▶ **Work request**
Up to and including the line with "Please help the AR headset anchor on the 70", return every line from the start of the entries below exactly.

Collection entries:
-- Opening Marker --

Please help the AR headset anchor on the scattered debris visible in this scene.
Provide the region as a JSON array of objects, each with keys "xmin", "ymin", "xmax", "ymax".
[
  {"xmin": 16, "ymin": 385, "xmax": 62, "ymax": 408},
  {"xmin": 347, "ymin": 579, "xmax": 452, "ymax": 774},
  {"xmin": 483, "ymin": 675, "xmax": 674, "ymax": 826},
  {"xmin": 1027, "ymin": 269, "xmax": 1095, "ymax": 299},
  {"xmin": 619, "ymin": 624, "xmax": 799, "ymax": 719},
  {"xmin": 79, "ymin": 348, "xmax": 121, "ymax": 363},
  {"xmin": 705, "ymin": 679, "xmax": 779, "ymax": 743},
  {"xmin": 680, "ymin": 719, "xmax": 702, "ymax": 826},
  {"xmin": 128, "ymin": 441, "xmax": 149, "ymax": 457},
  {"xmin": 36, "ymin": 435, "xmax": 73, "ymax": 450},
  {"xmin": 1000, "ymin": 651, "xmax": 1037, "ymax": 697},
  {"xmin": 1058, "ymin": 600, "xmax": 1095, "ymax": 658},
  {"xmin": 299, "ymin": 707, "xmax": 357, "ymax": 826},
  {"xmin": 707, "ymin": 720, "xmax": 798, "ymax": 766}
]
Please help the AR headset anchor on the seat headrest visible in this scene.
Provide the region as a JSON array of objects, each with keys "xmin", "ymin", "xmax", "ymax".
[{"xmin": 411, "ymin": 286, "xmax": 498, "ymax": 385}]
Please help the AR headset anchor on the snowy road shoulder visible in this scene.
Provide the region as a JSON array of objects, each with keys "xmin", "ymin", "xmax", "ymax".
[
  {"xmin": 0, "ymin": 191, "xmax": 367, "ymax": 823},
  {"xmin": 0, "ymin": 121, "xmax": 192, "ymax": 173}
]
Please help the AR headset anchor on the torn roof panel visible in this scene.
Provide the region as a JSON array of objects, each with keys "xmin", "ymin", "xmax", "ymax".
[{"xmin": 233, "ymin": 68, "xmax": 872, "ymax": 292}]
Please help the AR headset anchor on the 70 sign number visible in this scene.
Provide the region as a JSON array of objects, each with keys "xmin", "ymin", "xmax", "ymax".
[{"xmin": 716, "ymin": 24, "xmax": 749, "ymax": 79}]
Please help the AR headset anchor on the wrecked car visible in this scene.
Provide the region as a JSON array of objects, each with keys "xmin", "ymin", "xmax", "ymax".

-- Closing Marker --

▶ **Exercise solution**
Please help the AR headset anchor on the scattered debris visible in this scene.
Provide the region as a JSON array of objects, each with keys "xmin", "ymin", "xmax", "ymax".
[
  {"xmin": 16, "ymin": 385, "xmax": 62, "ymax": 408},
  {"xmin": 347, "ymin": 579, "xmax": 452, "ymax": 774},
  {"xmin": 483, "ymin": 675, "xmax": 674, "ymax": 826},
  {"xmin": 1027, "ymin": 269, "xmax": 1095, "ymax": 299},
  {"xmin": 619, "ymin": 624, "xmax": 799, "ymax": 719},
  {"xmin": 79, "ymin": 348, "xmax": 121, "ymax": 363},
  {"xmin": 705, "ymin": 679, "xmax": 779, "ymax": 743},
  {"xmin": 680, "ymin": 719, "xmax": 702, "ymax": 826},
  {"xmin": 128, "ymin": 441, "xmax": 149, "ymax": 457},
  {"xmin": 36, "ymin": 435, "xmax": 73, "ymax": 450},
  {"xmin": 1000, "ymin": 651, "xmax": 1037, "ymax": 697},
  {"xmin": 1058, "ymin": 600, "xmax": 1095, "ymax": 658},
  {"xmin": 299, "ymin": 707, "xmax": 357, "ymax": 826},
  {"xmin": 707, "ymin": 720, "xmax": 798, "ymax": 766}
]
Please help the AR headset anchor on the seat headrest visible in this scene.
Provide the region as a JSON array of objects, each with keys "xmin", "ymin", "xmax", "ymax".
[{"xmin": 411, "ymin": 286, "xmax": 498, "ymax": 385}]
Please help the AR headset anchor on the snowy road shoulder visible in this scene.
Provide the region as a JSON array of objects, each with keys "xmin", "ymin", "xmax", "ymax".
[
  {"xmin": 0, "ymin": 191, "xmax": 367, "ymax": 823},
  {"xmin": 0, "ymin": 121, "xmax": 192, "ymax": 173}
]
Please help the AR headset anchor on the torn roof panel visible in this scene.
Provide the region as a JSON array of objects, each with keys "xmin", "ymin", "xmax", "ymax".
[{"xmin": 233, "ymin": 68, "xmax": 872, "ymax": 292}]
Please help the AR headset anchor on the 70 sign number visible in this scene.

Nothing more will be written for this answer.